■ **Brief**: Can you return every line of these records character for character, leaving the pictures out of your answer?

===== Supplied material =====

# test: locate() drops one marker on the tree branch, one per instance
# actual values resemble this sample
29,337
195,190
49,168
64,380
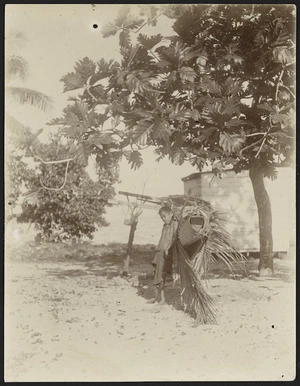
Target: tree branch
249,146
64,183
53,162
277,85
147,22
254,134
290,91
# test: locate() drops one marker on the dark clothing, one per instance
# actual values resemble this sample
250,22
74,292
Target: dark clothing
162,261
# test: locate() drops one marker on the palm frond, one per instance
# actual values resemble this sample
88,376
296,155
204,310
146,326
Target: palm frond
16,66
195,248
195,300
29,97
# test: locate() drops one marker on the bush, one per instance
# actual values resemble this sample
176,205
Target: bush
77,209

=====

■ **Solution for this exercise**:
# test: locate() drops one marker on the tree branch, one per instance
# actual values resemble this sample
29,337
195,190
49,168
64,380
Target: tree branch
249,146
64,183
53,162
277,85
147,22
254,134
290,91
# test: locate() drops one marker on the dark clothing, one per instance
# actual values resemble this sample
250,22
74,292
Target: dark clothing
162,261
# test: locate() drops one marker on the palm frond, one per instance
# actual values resemble this sample
88,376
296,155
204,310
146,326
Target: palm frond
16,66
195,248
195,300
29,97
# test: locate() drops one marker on the bush, one per instance
# actual values resemble this sample
176,205
Target: bush
77,209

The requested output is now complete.